[Region annotation data for images]
------------------------------------

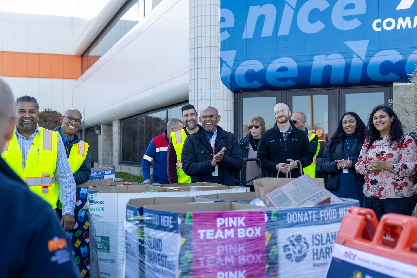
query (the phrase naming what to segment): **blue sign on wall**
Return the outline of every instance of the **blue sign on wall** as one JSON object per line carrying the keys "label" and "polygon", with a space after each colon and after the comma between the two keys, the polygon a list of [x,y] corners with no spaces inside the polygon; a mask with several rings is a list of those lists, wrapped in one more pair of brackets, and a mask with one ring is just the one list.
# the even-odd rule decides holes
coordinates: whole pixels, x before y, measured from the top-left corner
{"label": "blue sign on wall", "polygon": [[221,76],[234,92],[408,81],[414,0],[221,0]]}

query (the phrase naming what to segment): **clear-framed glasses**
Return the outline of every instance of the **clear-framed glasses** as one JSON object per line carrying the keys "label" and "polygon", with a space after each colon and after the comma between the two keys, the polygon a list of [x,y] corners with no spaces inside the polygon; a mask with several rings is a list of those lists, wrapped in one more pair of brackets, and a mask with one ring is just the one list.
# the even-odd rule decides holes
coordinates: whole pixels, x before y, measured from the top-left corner
{"label": "clear-framed glasses", "polygon": [[283,110],[279,110],[279,111],[275,111],[274,112],[274,115],[278,115],[279,113],[281,114],[284,114],[284,113],[286,113],[287,111],[289,111],[288,109],[284,109]]}
{"label": "clear-framed glasses", "polygon": [[71,116],[69,116],[68,117],[67,116],[64,116],[68,119],[68,121],[69,121],[70,123],[72,123],[73,121],[74,121],[74,120],[75,120],[75,121],[76,124],[78,125],[81,124],[81,120],[80,120],[79,119],[75,119],[74,117],[71,117]]}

------------------------------------

→ Task to carry out
Please retype, without any changes, every line of the records from the line containing "query (the phrase naming what to segment): **clear-framed" through the end of the records, including both of those lines.

→ Written solution
query (the phrase naming what to segment): **clear-framed glasses**
Return the outline of every instance of the **clear-framed glasses** as one JSON object per line carrying the keys "label" and "polygon", with a space after each colon and after the comma between the two keys, the polygon a list of [x,y] corners with no spaces inside the polygon; a mask with several rings is a list of those lists, wrapped in one more pair of brackets, and a mask with one ring is just the one list.
# the even-odd rule decides holes
coordinates: whole pixels, x before y, measured from the top-left corner
{"label": "clear-framed glasses", "polygon": [[283,110],[279,110],[279,111],[275,111],[274,112],[274,115],[278,115],[279,113],[281,114],[284,114],[284,113],[286,113],[287,111],[289,111],[288,109],[284,109]]}
{"label": "clear-framed glasses", "polygon": [[71,116],[69,116],[68,117],[67,116],[64,116],[68,119],[68,121],[69,121],[70,123],[72,123],[73,121],[74,121],[74,120],[75,120],[75,121],[76,124],[78,125],[81,124],[81,120],[80,120],[79,119],[75,119],[74,117],[71,117]]}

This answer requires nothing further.